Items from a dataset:

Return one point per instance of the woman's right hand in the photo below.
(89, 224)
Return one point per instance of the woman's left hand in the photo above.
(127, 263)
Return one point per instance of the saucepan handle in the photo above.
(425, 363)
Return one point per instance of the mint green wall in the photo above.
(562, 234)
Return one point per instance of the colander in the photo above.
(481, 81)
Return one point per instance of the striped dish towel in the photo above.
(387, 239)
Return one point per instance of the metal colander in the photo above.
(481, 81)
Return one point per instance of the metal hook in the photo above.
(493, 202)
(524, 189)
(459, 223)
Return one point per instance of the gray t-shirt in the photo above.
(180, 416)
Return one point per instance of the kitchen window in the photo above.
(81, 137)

---

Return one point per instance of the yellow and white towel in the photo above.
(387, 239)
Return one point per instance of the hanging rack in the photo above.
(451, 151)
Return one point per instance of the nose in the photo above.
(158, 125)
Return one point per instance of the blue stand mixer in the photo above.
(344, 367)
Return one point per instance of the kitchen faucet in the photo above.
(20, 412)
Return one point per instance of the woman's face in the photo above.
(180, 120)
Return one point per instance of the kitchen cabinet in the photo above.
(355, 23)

> Task objective:
Collect every line of the items above that contains the word "woman", and copy each one out in full. Treat the match as case-sensitive.

> Result of the exercise:
Return one point per instance of the woman's right hand in the photo below.
Return one point per instance of the woman's left hand in the photo above.
Return one point per instance of the woman's face in the photo above.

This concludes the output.